Required action:
Where a line holds the word "building", copy that line from the data below.

::::::::::

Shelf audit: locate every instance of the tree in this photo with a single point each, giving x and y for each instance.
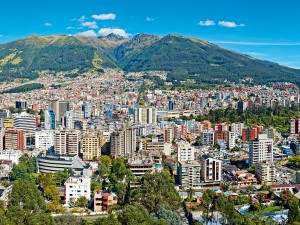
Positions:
(27, 207)
(171, 217)
(82, 201)
(294, 212)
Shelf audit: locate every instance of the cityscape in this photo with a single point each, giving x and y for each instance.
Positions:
(107, 127)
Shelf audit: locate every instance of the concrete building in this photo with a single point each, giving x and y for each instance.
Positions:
(44, 140)
(104, 199)
(50, 120)
(261, 149)
(53, 163)
(14, 139)
(211, 169)
(231, 140)
(189, 174)
(207, 137)
(185, 152)
(24, 121)
(90, 147)
(123, 142)
(67, 142)
(265, 171)
(10, 154)
(145, 115)
(76, 187)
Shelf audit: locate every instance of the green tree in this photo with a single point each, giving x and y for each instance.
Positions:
(82, 201)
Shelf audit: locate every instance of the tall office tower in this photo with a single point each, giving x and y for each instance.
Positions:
(294, 126)
(21, 105)
(67, 142)
(207, 137)
(87, 109)
(237, 128)
(24, 121)
(123, 142)
(185, 152)
(211, 169)
(44, 140)
(189, 174)
(261, 149)
(231, 140)
(168, 134)
(59, 108)
(90, 147)
(14, 139)
(145, 115)
(2, 133)
(50, 120)
(171, 105)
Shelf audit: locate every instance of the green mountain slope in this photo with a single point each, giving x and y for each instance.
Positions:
(181, 57)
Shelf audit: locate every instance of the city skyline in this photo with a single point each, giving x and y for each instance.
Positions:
(261, 30)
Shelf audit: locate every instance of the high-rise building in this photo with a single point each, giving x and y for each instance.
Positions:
(294, 129)
(24, 121)
(21, 105)
(237, 128)
(44, 140)
(231, 140)
(14, 139)
(59, 108)
(189, 174)
(207, 137)
(50, 120)
(211, 169)
(261, 149)
(145, 115)
(67, 142)
(171, 105)
(265, 171)
(185, 152)
(90, 147)
(87, 109)
(123, 142)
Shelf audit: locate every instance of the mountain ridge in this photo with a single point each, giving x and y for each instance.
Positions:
(181, 57)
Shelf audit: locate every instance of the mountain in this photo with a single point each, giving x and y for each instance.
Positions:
(181, 57)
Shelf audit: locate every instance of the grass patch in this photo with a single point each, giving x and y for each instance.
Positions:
(270, 209)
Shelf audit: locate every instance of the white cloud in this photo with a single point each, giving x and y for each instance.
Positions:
(88, 33)
(117, 31)
(48, 24)
(207, 23)
(70, 28)
(81, 19)
(149, 19)
(109, 16)
(92, 25)
(230, 24)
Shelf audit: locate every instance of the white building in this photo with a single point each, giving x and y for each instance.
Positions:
(24, 121)
(189, 174)
(76, 187)
(231, 140)
(261, 149)
(237, 128)
(265, 171)
(12, 155)
(44, 139)
(185, 152)
(211, 169)
(207, 137)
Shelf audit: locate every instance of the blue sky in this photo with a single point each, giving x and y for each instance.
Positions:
(263, 29)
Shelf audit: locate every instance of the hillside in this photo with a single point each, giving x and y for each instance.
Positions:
(181, 57)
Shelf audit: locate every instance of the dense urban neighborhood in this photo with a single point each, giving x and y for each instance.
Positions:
(117, 148)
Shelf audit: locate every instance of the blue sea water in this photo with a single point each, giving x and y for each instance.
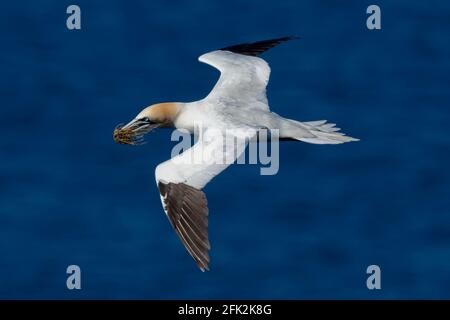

::::::::::

Completed exercise:
Shelf audit: locate every instance of the concrete building in this photo with a single point each, giving x and y for each instance.
Shelf audit: locate every instance of the high-rise building in this photo with a single point each, giving x and y for each instance.
Shelf audit: locate every instance of the white building in this photo with a single point each, giving x and y for each instance.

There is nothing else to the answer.